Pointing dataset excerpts
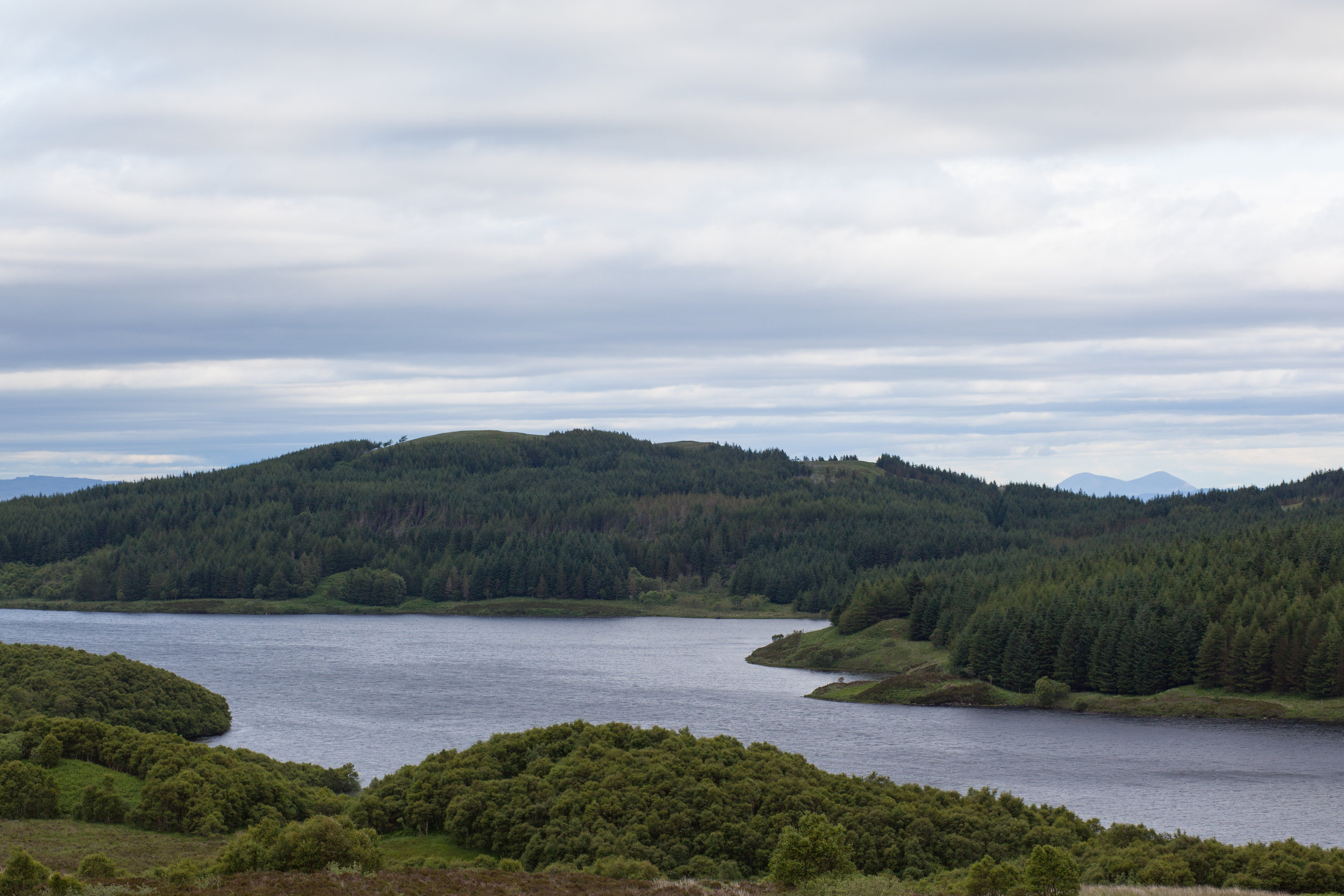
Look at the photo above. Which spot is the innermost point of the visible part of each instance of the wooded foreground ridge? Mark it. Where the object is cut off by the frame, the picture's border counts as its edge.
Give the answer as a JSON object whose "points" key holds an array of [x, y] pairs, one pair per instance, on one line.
{"points": [[42, 680]]}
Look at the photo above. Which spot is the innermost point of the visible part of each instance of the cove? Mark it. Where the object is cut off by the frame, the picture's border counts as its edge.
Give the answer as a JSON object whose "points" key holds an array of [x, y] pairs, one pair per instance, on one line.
{"points": [[388, 691]]}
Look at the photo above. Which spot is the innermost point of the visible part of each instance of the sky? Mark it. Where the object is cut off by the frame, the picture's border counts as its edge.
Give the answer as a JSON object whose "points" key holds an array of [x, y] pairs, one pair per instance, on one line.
{"points": [[1020, 241]]}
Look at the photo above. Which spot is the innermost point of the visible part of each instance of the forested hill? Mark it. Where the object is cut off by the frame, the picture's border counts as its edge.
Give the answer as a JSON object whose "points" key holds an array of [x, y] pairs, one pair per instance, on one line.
{"points": [[584, 513], [39, 680]]}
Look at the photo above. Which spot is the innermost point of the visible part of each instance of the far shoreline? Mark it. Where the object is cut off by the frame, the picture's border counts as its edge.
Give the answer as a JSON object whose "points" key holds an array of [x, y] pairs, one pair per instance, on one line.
{"points": [[682, 607]]}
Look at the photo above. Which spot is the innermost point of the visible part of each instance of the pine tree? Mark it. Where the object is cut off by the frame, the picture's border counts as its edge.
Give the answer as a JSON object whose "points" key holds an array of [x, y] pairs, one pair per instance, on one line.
{"points": [[1256, 676], [1321, 673], [1235, 671]]}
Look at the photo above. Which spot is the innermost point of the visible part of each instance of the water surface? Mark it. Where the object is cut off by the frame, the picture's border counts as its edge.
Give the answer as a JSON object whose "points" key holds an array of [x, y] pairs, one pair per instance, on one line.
{"points": [[388, 691]]}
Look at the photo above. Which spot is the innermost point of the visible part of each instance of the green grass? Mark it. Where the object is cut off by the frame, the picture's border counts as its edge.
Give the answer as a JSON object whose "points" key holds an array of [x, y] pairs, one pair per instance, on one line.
{"points": [[399, 848], [61, 844], [880, 649], [832, 470], [73, 776]]}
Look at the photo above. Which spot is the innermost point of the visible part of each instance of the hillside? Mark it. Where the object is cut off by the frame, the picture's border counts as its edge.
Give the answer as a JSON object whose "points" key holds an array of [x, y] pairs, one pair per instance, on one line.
{"points": [[471, 516], [1253, 610], [38, 680]]}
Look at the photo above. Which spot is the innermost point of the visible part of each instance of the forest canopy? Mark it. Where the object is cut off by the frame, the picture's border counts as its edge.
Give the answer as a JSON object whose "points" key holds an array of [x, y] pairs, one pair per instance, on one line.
{"points": [[1233, 587], [585, 513], [574, 794], [39, 680]]}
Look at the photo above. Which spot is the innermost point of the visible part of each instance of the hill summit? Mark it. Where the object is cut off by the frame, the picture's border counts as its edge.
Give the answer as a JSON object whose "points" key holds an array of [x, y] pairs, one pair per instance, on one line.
{"points": [[1159, 484]]}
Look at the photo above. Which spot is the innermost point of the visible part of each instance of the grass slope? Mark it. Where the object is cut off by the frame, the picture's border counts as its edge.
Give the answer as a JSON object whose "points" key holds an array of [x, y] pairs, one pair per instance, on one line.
{"points": [[73, 776], [875, 650], [425, 847], [61, 844], [929, 687]]}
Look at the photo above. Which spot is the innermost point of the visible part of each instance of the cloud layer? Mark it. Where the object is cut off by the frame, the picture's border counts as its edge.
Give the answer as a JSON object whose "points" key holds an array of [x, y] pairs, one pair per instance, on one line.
{"points": [[1020, 240]]}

• [SET EXERCISE] Rewrite the lines from the one containing "of the cloud" through the end of the material, replacing "cloud layer" with "cloud bank" and leaving everything else unchanged.

• [FULL OUTPUT]
Look at the photo above. Which spot is the innermost point of the visible part of each instance of the cloud bank? Mark it. Where the object is cut off by the frame, the picture's border counts as its edge.
Give the answer as a JSON object whose "points" key holds an array of [x, y] pairs, one pair per instance, on one line.
{"points": [[1020, 240]]}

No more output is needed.